**Task details**
Only the lines from the one with "the window glass" onward are wanted, through the last line of the entries, set down exactly.

**Excerpted records**
------------------------------

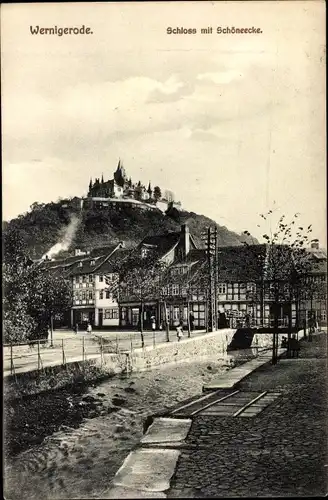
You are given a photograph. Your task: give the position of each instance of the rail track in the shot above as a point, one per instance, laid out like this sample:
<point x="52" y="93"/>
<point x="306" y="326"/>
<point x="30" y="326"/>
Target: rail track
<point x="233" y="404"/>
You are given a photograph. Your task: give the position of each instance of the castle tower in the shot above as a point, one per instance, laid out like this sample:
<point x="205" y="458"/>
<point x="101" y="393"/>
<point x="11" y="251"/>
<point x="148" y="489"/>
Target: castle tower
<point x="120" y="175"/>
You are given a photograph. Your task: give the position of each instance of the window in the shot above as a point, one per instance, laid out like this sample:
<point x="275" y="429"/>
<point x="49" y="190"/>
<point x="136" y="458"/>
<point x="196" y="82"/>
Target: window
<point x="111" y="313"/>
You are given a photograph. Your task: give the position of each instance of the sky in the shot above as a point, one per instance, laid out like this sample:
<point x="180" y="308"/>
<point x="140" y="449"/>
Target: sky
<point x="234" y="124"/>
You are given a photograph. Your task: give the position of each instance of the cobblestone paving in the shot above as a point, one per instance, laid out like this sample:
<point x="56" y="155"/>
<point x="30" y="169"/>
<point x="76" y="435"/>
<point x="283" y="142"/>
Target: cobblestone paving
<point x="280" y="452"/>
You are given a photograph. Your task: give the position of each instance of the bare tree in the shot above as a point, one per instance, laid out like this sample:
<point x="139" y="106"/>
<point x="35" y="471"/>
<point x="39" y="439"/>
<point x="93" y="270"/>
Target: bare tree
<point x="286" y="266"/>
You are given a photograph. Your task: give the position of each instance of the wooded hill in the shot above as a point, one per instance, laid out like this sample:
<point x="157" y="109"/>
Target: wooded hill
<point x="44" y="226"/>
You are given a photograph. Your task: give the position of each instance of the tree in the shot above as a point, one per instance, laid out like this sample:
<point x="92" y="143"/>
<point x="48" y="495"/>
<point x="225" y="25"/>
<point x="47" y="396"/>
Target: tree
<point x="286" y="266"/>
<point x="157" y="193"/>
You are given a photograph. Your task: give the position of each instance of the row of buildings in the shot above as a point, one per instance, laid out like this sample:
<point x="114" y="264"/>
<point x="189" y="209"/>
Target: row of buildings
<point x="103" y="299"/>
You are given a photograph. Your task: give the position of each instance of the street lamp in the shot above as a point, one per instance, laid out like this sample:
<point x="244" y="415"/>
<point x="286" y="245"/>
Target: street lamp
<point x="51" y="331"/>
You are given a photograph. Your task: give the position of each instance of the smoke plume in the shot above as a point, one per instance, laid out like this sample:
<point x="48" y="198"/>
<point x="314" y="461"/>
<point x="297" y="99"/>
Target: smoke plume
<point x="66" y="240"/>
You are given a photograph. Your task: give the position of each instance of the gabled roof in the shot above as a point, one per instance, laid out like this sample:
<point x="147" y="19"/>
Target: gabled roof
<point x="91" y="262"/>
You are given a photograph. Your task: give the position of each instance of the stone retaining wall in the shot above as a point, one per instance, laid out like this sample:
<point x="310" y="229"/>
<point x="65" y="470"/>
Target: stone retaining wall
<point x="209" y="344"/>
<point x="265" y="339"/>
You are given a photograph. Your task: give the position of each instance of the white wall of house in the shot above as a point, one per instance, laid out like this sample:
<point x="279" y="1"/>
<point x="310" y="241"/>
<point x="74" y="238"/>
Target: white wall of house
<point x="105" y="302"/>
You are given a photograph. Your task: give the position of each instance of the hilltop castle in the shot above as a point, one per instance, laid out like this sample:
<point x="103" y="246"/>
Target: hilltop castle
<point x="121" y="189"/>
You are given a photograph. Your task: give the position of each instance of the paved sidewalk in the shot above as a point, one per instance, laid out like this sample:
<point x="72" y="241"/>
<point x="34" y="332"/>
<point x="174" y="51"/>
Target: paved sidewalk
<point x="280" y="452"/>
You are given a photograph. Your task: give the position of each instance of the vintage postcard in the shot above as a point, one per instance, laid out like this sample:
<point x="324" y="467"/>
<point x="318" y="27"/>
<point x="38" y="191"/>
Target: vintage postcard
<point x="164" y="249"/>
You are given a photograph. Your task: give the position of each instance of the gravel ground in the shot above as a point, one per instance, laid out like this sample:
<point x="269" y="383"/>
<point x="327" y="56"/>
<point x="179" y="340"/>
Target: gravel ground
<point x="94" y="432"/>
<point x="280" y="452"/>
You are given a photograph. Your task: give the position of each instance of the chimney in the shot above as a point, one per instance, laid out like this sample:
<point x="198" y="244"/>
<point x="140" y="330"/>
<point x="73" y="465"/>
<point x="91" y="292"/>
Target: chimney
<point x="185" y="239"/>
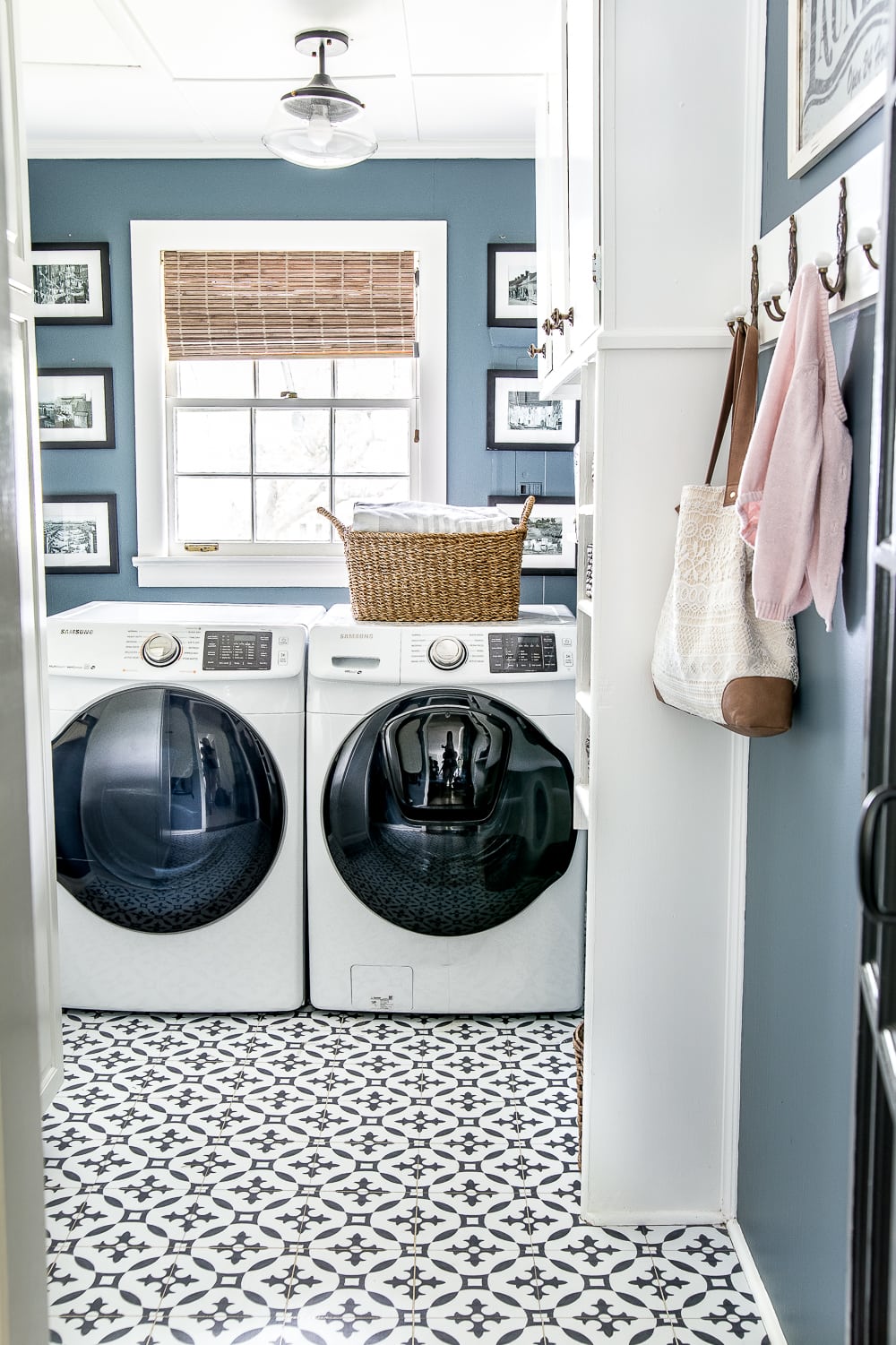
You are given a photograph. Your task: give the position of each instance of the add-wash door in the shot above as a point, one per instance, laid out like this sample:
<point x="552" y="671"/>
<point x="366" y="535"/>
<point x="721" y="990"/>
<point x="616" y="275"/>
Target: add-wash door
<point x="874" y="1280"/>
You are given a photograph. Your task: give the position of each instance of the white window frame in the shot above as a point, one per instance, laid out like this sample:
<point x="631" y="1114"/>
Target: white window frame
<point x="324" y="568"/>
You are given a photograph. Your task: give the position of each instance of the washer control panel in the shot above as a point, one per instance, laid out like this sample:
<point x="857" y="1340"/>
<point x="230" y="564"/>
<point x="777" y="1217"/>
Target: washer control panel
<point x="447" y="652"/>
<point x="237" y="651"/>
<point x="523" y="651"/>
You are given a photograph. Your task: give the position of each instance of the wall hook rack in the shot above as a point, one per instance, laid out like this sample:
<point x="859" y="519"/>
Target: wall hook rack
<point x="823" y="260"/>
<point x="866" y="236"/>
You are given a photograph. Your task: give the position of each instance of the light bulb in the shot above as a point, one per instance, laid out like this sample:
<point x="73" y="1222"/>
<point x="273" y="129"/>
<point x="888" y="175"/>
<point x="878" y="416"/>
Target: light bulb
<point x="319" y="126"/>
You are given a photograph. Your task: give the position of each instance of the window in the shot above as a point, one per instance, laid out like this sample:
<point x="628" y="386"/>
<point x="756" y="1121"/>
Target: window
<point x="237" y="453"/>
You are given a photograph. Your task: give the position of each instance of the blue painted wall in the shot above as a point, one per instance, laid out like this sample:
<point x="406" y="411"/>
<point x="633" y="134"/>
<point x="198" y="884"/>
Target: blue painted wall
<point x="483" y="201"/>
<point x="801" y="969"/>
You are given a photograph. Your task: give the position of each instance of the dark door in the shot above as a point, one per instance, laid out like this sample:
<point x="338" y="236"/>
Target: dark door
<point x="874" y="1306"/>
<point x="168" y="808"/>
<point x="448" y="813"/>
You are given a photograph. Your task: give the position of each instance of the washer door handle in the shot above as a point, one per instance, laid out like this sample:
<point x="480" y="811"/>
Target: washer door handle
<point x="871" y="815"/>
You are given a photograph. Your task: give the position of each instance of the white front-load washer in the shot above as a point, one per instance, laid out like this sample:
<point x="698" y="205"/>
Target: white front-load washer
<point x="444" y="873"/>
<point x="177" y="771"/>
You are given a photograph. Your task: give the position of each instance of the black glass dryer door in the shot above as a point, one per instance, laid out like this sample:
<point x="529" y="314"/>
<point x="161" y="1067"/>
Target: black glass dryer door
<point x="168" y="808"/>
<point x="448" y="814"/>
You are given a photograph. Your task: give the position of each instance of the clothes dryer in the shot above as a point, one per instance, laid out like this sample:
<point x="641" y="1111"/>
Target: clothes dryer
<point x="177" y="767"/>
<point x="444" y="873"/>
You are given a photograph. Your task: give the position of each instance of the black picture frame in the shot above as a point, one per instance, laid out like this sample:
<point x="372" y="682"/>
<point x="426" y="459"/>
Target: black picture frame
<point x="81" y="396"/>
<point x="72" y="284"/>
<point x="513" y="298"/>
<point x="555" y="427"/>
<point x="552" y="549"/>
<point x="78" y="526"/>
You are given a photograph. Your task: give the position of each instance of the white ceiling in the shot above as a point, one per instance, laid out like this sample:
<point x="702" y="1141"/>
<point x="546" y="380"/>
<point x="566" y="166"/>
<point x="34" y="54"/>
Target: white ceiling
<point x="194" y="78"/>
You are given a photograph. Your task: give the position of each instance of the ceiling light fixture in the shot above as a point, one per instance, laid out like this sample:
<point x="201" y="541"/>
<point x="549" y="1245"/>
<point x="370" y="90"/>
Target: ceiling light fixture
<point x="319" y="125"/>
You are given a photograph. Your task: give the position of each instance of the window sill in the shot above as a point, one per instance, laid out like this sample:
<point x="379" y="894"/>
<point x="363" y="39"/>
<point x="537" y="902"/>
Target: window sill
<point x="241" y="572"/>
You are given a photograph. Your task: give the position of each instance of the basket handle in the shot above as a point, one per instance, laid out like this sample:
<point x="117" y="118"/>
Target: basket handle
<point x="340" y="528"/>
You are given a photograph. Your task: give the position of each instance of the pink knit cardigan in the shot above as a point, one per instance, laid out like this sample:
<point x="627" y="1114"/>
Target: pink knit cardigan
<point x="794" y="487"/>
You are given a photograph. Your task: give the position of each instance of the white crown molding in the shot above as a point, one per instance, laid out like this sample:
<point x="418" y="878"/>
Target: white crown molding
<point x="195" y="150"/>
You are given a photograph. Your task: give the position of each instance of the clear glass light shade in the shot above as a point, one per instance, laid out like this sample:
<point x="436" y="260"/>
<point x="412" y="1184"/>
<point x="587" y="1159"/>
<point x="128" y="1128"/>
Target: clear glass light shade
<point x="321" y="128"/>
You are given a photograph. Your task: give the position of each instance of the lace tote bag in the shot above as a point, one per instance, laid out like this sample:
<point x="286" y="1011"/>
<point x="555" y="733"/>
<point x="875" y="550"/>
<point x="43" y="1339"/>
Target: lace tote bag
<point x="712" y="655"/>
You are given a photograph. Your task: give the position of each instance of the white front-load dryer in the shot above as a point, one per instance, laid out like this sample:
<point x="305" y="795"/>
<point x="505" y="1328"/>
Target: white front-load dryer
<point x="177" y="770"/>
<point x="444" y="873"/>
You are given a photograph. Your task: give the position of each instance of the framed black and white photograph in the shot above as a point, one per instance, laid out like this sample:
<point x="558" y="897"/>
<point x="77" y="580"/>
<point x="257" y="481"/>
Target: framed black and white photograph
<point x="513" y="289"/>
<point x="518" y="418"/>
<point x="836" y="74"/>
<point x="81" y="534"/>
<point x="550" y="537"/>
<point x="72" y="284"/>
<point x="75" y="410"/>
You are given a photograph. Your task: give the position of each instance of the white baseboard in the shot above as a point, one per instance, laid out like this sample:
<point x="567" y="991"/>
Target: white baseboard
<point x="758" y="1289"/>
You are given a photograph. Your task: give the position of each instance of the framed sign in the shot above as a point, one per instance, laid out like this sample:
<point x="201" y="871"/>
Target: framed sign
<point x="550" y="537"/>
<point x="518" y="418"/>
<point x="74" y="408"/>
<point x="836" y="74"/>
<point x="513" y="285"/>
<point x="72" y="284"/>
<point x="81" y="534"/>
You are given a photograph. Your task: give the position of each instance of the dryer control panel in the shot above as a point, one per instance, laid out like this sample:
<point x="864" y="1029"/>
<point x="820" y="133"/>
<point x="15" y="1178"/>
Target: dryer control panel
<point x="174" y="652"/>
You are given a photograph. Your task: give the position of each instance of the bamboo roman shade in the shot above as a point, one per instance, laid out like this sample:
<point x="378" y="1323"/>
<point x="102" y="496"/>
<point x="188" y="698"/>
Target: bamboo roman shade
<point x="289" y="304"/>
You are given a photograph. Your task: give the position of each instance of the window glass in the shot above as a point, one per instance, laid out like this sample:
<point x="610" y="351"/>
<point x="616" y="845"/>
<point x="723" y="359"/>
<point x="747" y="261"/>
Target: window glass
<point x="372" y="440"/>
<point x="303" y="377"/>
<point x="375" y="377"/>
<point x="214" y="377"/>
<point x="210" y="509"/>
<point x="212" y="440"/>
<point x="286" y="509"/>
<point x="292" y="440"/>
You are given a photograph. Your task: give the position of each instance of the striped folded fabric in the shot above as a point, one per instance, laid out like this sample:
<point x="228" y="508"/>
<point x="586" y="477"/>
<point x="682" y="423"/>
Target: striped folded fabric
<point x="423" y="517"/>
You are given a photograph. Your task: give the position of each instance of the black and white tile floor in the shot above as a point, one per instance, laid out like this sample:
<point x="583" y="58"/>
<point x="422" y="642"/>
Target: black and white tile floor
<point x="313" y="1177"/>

------------------------------

**Solution**
You are given a photograph. Your task: give the position of each instance of the window glass in the shot above as a point, one per instance, laid out like this sample:
<point x="610" y="351"/>
<point x="616" y="845"/>
<point x="723" y="359"/>
<point x="747" y="261"/>
Target: window glass
<point x="372" y="440"/>
<point x="303" y="377"/>
<point x="375" y="377"/>
<point x="214" y="377"/>
<point x="210" y="509"/>
<point x="212" y="440"/>
<point x="286" y="509"/>
<point x="292" y="440"/>
You are given a photograph. Your task: give the position of each instance of the striped folded fabric in the shot above as a point, one per instance, laid out like this sample:
<point x="228" y="508"/>
<point x="586" y="477"/>
<point x="682" y="423"/>
Target: striped folded fabric
<point x="423" y="517"/>
You are given a photograph. Your task: give the position of each instance of the black and white tile floor in the shot above as a point, one per instance, laid out like this sample:
<point x="583" y="58"/>
<point x="422" y="642"/>
Target: black and white tile floor
<point x="313" y="1177"/>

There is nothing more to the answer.